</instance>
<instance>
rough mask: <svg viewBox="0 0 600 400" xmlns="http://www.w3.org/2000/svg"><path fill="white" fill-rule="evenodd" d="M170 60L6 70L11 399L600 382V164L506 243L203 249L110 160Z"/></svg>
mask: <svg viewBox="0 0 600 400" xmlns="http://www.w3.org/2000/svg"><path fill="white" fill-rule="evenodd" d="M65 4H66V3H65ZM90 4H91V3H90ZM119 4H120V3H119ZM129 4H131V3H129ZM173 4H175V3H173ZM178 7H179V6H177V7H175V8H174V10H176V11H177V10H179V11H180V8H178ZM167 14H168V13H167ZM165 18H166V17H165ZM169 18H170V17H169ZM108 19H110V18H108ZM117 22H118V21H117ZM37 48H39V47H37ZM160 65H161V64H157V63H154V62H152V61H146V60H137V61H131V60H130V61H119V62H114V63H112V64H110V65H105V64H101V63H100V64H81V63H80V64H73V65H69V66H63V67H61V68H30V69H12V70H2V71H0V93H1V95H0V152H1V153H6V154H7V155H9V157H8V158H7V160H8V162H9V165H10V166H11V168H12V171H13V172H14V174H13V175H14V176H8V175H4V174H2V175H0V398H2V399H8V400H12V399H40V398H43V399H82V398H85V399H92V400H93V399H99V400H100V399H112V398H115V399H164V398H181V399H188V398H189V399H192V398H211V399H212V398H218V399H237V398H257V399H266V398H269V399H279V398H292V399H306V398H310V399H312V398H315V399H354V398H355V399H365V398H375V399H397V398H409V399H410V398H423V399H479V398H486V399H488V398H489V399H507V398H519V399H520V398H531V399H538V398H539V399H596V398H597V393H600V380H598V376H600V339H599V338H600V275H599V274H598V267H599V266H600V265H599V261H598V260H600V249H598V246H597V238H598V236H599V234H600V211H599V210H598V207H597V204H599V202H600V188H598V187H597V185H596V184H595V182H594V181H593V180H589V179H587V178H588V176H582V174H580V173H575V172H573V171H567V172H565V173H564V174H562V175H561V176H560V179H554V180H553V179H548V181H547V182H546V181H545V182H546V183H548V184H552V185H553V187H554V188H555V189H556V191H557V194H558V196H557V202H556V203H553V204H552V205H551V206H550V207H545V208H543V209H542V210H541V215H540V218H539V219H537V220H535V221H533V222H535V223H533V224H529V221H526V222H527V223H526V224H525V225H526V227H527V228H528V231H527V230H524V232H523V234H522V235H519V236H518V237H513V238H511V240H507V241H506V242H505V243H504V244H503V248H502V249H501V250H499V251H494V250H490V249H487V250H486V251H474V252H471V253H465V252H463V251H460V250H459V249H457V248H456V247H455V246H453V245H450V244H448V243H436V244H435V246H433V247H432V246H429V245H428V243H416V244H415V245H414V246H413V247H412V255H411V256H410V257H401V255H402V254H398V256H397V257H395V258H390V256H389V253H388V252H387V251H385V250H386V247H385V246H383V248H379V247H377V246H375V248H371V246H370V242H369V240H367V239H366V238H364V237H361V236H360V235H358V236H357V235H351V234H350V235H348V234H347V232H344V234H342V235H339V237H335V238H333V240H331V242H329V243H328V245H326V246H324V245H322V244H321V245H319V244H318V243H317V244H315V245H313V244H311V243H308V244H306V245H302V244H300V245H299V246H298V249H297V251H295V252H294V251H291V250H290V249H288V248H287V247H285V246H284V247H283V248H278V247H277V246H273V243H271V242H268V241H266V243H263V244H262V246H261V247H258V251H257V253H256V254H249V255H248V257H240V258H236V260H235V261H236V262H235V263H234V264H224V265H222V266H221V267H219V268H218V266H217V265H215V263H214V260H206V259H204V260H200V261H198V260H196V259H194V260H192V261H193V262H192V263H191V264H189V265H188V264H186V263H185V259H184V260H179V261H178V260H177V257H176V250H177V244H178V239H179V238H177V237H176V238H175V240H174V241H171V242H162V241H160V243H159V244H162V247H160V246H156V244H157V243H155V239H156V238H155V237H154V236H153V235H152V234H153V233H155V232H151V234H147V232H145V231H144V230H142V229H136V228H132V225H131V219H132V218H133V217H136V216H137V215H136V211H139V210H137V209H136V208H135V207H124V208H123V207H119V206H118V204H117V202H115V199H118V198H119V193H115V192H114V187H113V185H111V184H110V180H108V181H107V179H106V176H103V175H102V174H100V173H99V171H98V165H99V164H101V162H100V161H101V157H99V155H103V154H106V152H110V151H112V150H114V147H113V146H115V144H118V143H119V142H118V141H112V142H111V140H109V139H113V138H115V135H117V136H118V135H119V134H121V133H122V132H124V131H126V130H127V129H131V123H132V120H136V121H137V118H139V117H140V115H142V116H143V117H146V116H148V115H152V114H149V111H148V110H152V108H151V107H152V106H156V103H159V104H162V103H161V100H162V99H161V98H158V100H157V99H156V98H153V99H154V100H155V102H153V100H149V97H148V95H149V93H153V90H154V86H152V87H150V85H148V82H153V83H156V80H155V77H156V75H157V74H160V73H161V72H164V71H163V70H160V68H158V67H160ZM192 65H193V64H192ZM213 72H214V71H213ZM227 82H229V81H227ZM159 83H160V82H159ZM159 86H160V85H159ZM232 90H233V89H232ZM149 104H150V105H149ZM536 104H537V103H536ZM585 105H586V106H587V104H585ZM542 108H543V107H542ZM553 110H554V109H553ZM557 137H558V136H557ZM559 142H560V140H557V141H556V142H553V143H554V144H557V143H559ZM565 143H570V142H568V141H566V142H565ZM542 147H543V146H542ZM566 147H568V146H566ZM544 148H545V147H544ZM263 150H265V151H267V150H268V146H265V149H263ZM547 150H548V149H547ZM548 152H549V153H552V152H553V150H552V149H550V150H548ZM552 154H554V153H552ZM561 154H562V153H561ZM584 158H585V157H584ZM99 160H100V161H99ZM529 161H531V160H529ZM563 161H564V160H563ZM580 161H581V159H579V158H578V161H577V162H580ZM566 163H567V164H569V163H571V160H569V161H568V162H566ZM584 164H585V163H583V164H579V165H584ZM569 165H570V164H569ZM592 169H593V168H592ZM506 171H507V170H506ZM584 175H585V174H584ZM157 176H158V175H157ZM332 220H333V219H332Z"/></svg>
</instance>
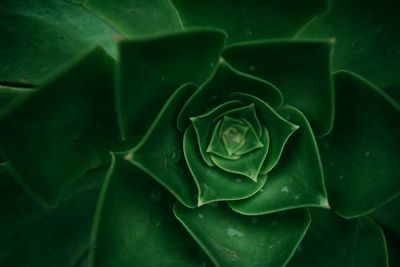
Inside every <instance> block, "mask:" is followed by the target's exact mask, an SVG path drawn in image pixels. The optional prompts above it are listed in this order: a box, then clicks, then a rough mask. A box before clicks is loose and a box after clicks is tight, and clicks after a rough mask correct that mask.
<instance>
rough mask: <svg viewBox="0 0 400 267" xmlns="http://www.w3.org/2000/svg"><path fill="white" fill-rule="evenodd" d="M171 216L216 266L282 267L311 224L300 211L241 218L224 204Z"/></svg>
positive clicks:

-------------------------

TASK DETAILS
Copy every line of the records above word for word, leaving out the pictures.

REPLY
</instance>
<instance>
rough mask: <svg viewBox="0 0 600 400" xmlns="http://www.w3.org/2000/svg"><path fill="white" fill-rule="evenodd" d="M170 60L6 70L11 399L600 382V164L506 243L203 249L110 160Z"/></svg>
mask: <svg viewBox="0 0 600 400" xmlns="http://www.w3.org/2000/svg"><path fill="white" fill-rule="evenodd" d="M65 4H66V3H65ZM90 4H91V3H90ZM119 4H120V3H119ZM129 4H131V3H129ZM173 4H175V3H173ZM178 7H179V6H177V7H175V8H174V10H176V11H177V10H179V11H180V8H178ZM167 14H168V13H167ZM165 18H166V17H165ZM169 18H170V17H169ZM108 19H110V18H108ZM117 22H118V21H117ZM37 48H39V47H37ZM160 65H161V64H157V63H154V62H152V61H146V60H137V61H131V60H130V61H119V62H114V63H112V64H110V65H105V64H101V63H100V64H81V63H80V64H73V65H69V66H63V67H61V68H30V69H12V70H2V71H0V93H1V95H0V152H1V153H6V154H7V155H9V157H8V158H7V160H8V162H9V165H10V166H11V168H12V171H13V172H14V174H13V175H14V176H8V175H4V174H2V175H0V398H2V399H8V400H12V399H40V398H43V399H82V398H85V399H92V400H93V399H99V400H100V399H112V398H115V399H164V398H181V399H188V398H189V399H192V398H211V399H212V398H218V399H237V398H257V399H266V398H269V399H279V398H292V399H306V398H310V399H312V398H315V399H354V398H355V399H365V398H375V399H397V398H409V399H410V398H423V399H479V398H486V399H488V398H489V399H507V398H519V399H520V398H531V399H538V398H539V399H596V398H597V393H600V380H598V376H600V339H599V338H600V275H599V274H598V267H599V266H600V265H599V261H598V260H600V249H598V246H597V238H598V236H599V234H600V211H599V210H598V207H597V204H599V202H600V188H598V187H597V185H596V184H595V182H594V181H593V180H589V179H587V178H588V176H582V174H580V173H575V172H573V171H567V172H565V173H564V174H562V175H561V176H560V179H554V180H553V179H548V181H547V182H546V181H545V182H546V183H548V184H552V185H553V187H554V188H555V189H556V191H557V194H558V196H557V202H556V203H553V204H552V205H551V206H550V207H545V208H543V209H542V210H541V215H540V218H539V219H537V220H535V221H533V222H535V223H533V224H529V221H526V222H527V223H526V224H525V225H526V227H527V228H528V231H527V230H524V232H523V234H522V235H519V236H518V237H513V238H511V240H507V241H506V242H505V243H504V244H503V248H502V249H501V250H499V251H494V250H490V249H487V250H486V251H474V252H471V253H465V252H463V251H460V250H459V249H457V248H456V247H455V246H453V245H450V244H448V243H436V244H435V246H433V247H432V246H429V245H428V243H416V244H415V245H414V246H413V247H412V255H411V256H410V257H401V255H402V254H398V256H397V257H395V258H390V256H389V253H388V252H387V251H385V250H386V247H385V246H383V248H379V247H377V246H375V248H371V246H370V242H369V240H367V239H366V238H364V237H361V236H360V235H358V236H357V235H351V234H350V235H348V234H347V232H344V234H342V235H339V237H335V238H333V240H331V242H329V243H328V245H326V246H324V245H322V244H321V245H319V244H318V243H317V244H315V245H313V244H311V243H308V244H306V245H302V244H300V245H299V246H298V249H297V251H295V252H294V251H291V250H290V249H288V248H287V247H285V246H284V247H283V248H278V247H277V246H273V243H271V242H268V241H266V243H263V244H262V246H261V247H258V251H257V253H256V254H249V255H248V257H240V258H236V260H235V261H236V262H235V263H234V264H224V265H222V266H221V267H219V268H218V266H217V265H215V263H214V260H206V259H204V260H200V261H198V260H196V259H194V260H192V261H193V262H192V263H191V264H189V265H188V264H186V263H185V259H184V260H179V261H178V260H177V257H176V250H177V244H178V239H179V238H177V237H176V238H175V240H174V241H171V242H162V241H160V243H159V244H162V247H160V246H156V244H157V243H155V239H156V238H155V237H154V236H153V235H152V234H153V233H155V232H151V234H147V232H145V231H144V230H142V229H136V228H132V225H131V219H132V218H133V217H136V216H137V215H136V211H139V210H137V209H136V208H135V207H124V208H123V207H119V206H118V204H117V202H115V199H118V198H119V193H115V192H114V187H113V185H111V184H110V180H108V181H107V179H106V176H103V175H102V174H100V173H99V171H98V165H99V164H101V162H100V161H101V157H99V155H103V154H106V152H110V151H112V150H114V147H113V146H115V144H118V143H119V142H118V141H112V142H111V140H109V139H113V138H115V135H117V136H118V135H119V134H121V133H122V132H124V131H126V130H127V129H131V123H132V120H136V121H137V118H139V117H140V115H142V116H143V117H146V116H148V115H152V114H149V111H148V110H152V108H151V107H152V106H156V103H159V104H162V103H161V100H162V99H161V98H158V100H157V99H156V98H153V99H154V100H155V102H153V100H149V97H148V95H149V93H153V90H154V86H152V87H150V85H148V82H153V83H156V80H155V77H156V75H157V74H160V73H161V72H164V71H163V70H160V68H158V67H160ZM192 65H193V64H192ZM213 72H214V71H213ZM227 82H229V81H227ZM159 83H160V82H159ZM159 86H160V85H159ZM232 90H233V89H232ZM149 104H150V105H149ZM536 104H537V103H536ZM585 105H586V106H587V104H585ZM542 108H543V107H542ZM553 110H554V109H553ZM557 137H558V136H557ZM559 142H560V140H557V141H556V142H553V143H554V144H557V143H559ZM565 143H570V142H568V141H566V142H565ZM542 147H543V146H542ZM566 147H568V146H566ZM544 148H545V147H544ZM263 150H265V151H267V150H268V146H265V149H263ZM547 150H548V149H547ZM548 152H549V153H552V152H553V150H552V149H550V150H548ZM552 154H554V153H552ZM561 154H562V153H561ZM584 158H585V157H584ZM99 160H100V161H99ZM529 161H531V160H529ZM563 161H564V160H563ZM580 161H581V159H579V158H578V161H577V162H580ZM566 163H567V164H569V163H571V160H569V161H568V162H566ZM584 164H585V163H583V164H579V165H584ZM569 165H570V164H569ZM592 169H593V168H592ZM506 171H507V170H506ZM584 175H585V174H584ZM157 176H158V175H157ZM332 220H333V219H332Z"/></svg>
</instance>
Inside every <instance> block, "mask:" is followed by the target's exact mask, an SVG path drawn in image pixels. The optional prompts above it are listed in this order: a box, then clicks, then a rough mask. A box before clicks is loose and a box after clicks is tight, and clicks after a rough mask correct that mask.
<instance>
rough mask: <svg viewBox="0 0 400 267" xmlns="http://www.w3.org/2000/svg"><path fill="white" fill-rule="evenodd" d="M171 216L216 266L282 267L311 224L300 211L241 218L224 204Z"/></svg>
positive clicks:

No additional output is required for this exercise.